Format the listing, from the line containing "Robotics grasp planner here. Where is the black semi-automatic" up to and including the line containing "top-left (155, 298), bottom-right (225, 475)", as a Markdown table with the columns Row and Listing line. Number each row and leave out blank lines.
--- Start ---
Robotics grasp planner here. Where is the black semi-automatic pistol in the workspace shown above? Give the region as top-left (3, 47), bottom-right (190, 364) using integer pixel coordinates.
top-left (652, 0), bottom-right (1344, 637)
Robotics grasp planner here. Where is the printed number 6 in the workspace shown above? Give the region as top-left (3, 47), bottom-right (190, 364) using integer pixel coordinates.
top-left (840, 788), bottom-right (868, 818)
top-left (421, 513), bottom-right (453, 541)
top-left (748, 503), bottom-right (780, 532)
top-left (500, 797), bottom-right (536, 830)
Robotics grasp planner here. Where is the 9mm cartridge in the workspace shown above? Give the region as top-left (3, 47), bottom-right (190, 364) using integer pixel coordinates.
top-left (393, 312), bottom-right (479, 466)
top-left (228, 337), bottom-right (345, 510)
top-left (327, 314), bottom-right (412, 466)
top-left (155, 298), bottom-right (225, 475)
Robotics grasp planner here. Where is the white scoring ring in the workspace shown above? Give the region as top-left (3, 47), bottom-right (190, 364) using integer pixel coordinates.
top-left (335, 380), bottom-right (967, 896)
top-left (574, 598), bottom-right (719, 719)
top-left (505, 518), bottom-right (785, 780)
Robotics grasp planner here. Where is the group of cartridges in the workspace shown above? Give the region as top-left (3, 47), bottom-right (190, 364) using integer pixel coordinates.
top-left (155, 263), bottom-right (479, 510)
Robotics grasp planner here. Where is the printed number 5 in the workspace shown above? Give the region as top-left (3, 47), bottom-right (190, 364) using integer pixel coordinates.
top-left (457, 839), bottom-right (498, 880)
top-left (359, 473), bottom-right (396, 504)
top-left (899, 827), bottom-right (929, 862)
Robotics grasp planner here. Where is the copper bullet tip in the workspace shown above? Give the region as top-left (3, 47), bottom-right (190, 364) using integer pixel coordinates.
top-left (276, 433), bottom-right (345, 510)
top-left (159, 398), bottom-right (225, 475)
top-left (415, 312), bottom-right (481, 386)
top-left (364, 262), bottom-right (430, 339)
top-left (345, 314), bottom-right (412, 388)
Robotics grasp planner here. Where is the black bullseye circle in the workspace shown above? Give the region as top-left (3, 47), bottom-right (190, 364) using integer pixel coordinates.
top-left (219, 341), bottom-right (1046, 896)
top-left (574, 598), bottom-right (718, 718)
--- End ---
--- Start ---
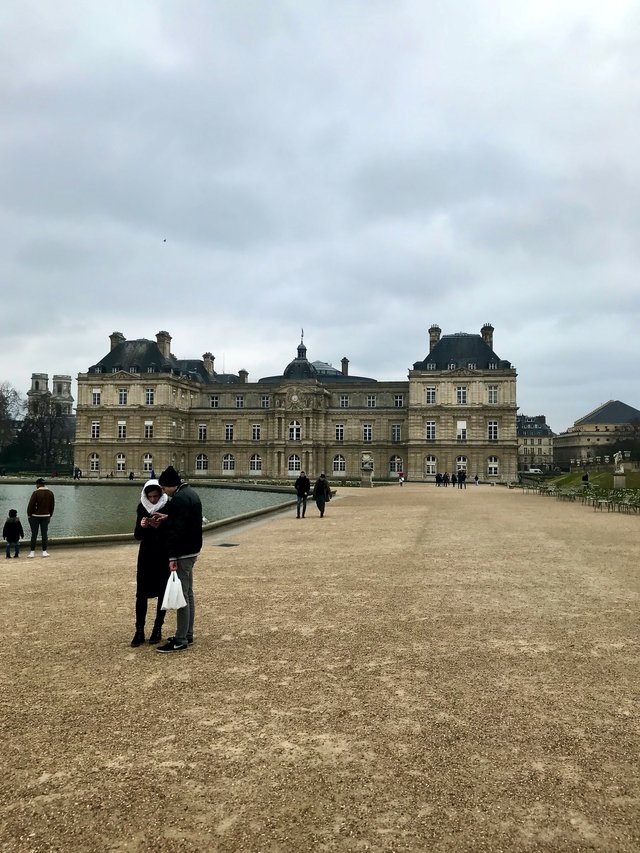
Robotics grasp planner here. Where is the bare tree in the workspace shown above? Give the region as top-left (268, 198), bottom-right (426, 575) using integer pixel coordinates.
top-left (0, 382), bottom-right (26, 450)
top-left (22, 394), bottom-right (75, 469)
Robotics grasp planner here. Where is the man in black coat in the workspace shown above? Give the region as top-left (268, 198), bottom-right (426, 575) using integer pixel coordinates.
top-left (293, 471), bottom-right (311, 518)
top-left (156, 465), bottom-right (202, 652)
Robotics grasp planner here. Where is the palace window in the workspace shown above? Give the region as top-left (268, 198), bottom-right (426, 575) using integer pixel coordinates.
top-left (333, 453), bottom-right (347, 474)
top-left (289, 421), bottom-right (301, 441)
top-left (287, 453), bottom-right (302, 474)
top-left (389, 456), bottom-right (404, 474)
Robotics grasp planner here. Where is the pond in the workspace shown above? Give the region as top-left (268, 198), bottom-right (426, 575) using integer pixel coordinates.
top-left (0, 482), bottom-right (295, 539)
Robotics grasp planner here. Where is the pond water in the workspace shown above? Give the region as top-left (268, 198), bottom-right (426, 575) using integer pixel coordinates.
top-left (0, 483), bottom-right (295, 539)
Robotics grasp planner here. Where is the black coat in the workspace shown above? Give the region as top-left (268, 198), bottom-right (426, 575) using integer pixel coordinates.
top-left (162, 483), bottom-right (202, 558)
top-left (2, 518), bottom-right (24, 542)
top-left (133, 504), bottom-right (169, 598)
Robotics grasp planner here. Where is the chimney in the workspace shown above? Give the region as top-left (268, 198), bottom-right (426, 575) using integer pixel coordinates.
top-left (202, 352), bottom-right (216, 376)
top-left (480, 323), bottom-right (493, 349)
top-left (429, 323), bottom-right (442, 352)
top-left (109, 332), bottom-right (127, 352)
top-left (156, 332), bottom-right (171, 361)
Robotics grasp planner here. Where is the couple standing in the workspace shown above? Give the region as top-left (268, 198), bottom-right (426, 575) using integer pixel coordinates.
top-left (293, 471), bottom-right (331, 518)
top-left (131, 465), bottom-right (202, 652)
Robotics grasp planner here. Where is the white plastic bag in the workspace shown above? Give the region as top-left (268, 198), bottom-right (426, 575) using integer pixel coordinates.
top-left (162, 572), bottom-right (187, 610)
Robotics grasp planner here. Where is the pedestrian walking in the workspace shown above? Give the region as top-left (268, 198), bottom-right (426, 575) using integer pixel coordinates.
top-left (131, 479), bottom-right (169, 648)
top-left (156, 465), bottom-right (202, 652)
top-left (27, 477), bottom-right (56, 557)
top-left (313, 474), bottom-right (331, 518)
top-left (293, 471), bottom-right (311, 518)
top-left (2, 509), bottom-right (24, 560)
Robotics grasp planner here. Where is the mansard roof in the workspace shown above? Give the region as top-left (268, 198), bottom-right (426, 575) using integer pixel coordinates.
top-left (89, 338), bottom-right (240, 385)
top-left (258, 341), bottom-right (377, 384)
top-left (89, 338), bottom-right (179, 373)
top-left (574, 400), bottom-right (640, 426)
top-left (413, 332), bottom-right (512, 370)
--- End ---
--- Start ---
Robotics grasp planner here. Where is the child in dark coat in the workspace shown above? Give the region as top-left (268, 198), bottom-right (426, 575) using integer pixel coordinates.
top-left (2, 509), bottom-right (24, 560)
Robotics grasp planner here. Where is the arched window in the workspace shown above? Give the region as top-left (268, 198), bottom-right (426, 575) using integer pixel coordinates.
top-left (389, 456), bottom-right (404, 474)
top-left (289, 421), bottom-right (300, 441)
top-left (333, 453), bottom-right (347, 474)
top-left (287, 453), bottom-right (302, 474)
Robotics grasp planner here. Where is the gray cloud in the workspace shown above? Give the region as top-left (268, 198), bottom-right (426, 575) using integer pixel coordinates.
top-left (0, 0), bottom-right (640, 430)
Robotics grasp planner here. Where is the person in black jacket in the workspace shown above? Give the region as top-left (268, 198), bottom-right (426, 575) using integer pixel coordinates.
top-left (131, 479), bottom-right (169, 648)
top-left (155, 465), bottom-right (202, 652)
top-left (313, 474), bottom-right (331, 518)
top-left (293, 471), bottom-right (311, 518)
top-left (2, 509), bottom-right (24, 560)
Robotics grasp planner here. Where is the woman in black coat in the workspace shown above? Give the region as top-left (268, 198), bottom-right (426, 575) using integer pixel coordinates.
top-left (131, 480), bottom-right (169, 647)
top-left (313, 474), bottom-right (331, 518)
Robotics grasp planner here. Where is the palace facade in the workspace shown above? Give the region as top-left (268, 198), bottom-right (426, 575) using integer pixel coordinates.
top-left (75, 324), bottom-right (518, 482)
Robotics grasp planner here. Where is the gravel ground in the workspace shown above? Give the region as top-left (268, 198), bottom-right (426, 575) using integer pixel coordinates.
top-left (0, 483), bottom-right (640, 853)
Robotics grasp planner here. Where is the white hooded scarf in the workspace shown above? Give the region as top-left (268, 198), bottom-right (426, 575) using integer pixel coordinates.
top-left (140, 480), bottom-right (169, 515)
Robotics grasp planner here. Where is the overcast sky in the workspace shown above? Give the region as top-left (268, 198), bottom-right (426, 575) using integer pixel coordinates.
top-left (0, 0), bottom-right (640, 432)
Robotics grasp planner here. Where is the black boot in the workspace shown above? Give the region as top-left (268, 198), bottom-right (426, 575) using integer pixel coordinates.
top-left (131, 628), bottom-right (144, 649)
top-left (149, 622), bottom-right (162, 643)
--- End ---
* Response to the exercise:
| Row | Listing line |
|---|---|
| 1 | Robotics grasp planner here. Where is the black semi-automatic pistol in the workspace shown above? Give the region as top-left (3, 47), bottom-right (190, 364) using integer pixel coordinates. |
| 2 | top-left (652, 0), bottom-right (1344, 637) |
| 3 | Robotics grasp planner here. Where is the printed number 6 in the workspace shown above? Give the region as top-left (3, 47), bottom-right (190, 364) using integer pixel coordinates. |
| 4 | top-left (840, 788), bottom-right (868, 818) |
| 5 | top-left (421, 513), bottom-right (453, 541) |
| 6 | top-left (748, 503), bottom-right (780, 532) |
| 7 | top-left (500, 797), bottom-right (536, 830) |
| 8 | Robotics grasp planner here. Where is the 9mm cartridge in the workspace shown above? Give the region as top-left (3, 47), bottom-right (190, 364) using integer pixel coordinates. |
| 9 | top-left (393, 312), bottom-right (479, 466) |
| 10 | top-left (228, 337), bottom-right (345, 510) |
| 11 | top-left (327, 314), bottom-right (412, 466) |
| 12 | top-left (155, 298), bottom-right (225, 475) |